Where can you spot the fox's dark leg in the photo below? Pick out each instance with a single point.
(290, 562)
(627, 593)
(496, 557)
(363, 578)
* * *
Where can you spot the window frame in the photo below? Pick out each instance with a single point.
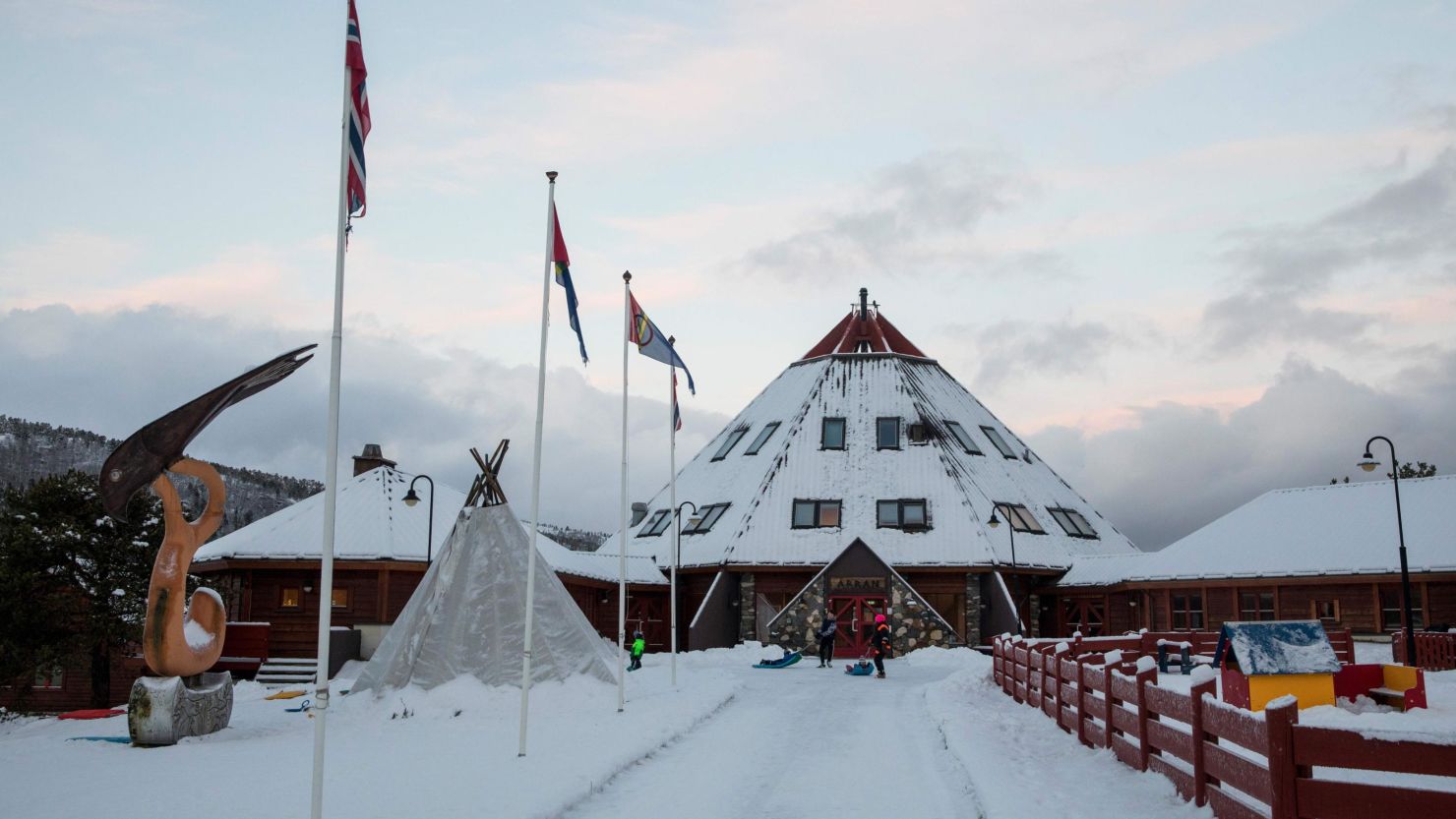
* * *
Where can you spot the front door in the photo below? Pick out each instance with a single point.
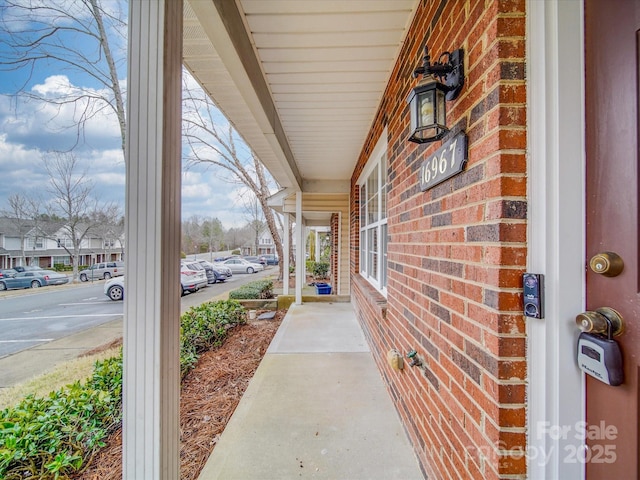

● **To do**:
Show every line of the records above that contains the string "Where", matching case exactly.

● **Correct output**:
Where can you spot the fox's dark leg in the photo below? Pick out each instance with a single point.
Where can you spot the window frame in the photo below? Pick out each instance with a single point.
Where can you spot the front door in the photo below? Pick out each instance with a single point.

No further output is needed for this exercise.